▸ **PROBLEMS TO WORK ON**:
[A] According to the Baltic news excerpt, about how many people marched in Riga on 9 May to mark Victory Day?
[B] List every news outlet or publication that the Baltic news excerpt names as a source or reference.

▸ **PAGE EXCERPT**:
----

President Meri suggested that the country's progress
over the years should be taken into account. Earlier,
Meri had written in a
newspaper commentary that the OSCE should alter its
mission in Estonia to promote public education (see
"RFE/RL Newsline," 7 May 1999). Van der Stoel stated
that "This is a question which we will discuss with
Foreign Minister Knut Vollebaek of Norway, the current
OSCE presiding country," and "From my position every new
project which deepens the co-operation between the OSCE
and Estonia is welcomed," according to "Postimees."
"Postimees" on 8 May stressed that the three-party
governing coalition would like to see the OSCE conclude
its mission to Estonia. MH

ESTONIA'S LAAR PLEDGES TO BACK LATVIA, LITHUANIA FOR EU,
NATO. At the end of a visit to Riga on 7 May, Estonian
Prime Minister Mart Laar said Tallinn will seek to help
its two Baltic neighbors join the two Western bodies
together, BNS reported. Meanwhile, meeting in Tartu, the
three Baltic defense ministers signed a joint statement
committing themselves to expanded cooperation with each
other and with NATO. PG

IN LATVIA, RUSSIANS AND LATVIANS MARK VICTORY DAY
DIFFERENTLY. Approximately 2,000 people, mostly ethnic
Russians, marched in Riga on 9 May to mark Victory Day,
Interfax and BNS reported. Meanwhile, some 1,000
Latvians gathered in Lestane to commemorate those
Latvians who fought on the German side during World War
II. Meanwhile, in Lithuania, Interfax reported that
"only war veterans and the staff of the embassies of the
CIS countries" marked the anniversary. PG

POLITICAL CONSULTATIONS CONTINUE IN LITHUANIA.

----

Source records:
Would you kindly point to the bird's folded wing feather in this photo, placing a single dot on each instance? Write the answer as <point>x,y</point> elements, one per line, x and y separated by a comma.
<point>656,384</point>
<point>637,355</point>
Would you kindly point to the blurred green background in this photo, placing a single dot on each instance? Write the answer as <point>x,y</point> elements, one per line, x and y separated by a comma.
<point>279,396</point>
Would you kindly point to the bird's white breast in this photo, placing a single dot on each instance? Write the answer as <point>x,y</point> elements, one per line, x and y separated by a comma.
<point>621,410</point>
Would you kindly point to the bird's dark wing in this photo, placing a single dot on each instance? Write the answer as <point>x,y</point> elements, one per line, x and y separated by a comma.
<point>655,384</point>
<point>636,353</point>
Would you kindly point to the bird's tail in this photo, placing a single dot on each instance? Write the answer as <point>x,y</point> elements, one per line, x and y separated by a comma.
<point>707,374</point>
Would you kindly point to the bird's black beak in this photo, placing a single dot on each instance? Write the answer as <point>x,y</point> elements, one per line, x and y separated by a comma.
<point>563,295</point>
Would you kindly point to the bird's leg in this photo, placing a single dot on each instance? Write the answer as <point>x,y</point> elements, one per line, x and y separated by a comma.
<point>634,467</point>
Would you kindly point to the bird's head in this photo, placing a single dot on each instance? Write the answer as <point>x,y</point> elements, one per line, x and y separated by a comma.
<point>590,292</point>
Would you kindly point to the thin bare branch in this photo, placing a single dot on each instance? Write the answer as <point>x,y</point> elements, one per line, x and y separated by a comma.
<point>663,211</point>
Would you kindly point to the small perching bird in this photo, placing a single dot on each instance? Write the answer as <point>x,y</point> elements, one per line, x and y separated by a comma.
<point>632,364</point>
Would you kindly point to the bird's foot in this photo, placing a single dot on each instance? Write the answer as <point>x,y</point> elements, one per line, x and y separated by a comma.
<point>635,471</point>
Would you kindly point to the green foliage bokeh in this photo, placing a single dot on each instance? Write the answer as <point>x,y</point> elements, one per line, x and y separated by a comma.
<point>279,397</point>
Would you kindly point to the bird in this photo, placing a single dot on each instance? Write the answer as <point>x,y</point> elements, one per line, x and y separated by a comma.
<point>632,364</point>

----

▸ **SOLUTIONS TO EACH TASK**:
[A] Approximately 2,000 people, mostly ethnic Russians.

[B] "RFE/RL Newsline," "Postimees," BNS, Interfax